Data supplied.
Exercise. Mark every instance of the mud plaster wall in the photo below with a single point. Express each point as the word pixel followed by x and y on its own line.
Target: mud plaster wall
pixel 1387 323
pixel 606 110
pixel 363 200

* * *

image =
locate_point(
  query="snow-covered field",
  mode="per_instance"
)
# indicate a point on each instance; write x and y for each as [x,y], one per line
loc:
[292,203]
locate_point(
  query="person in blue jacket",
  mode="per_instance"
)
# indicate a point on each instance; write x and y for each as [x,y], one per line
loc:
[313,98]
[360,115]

Task description. Filter the records above and return every line that holds the word "query".

Completed exercise.
  query="snow-covered field",
  query="person in blue jacket",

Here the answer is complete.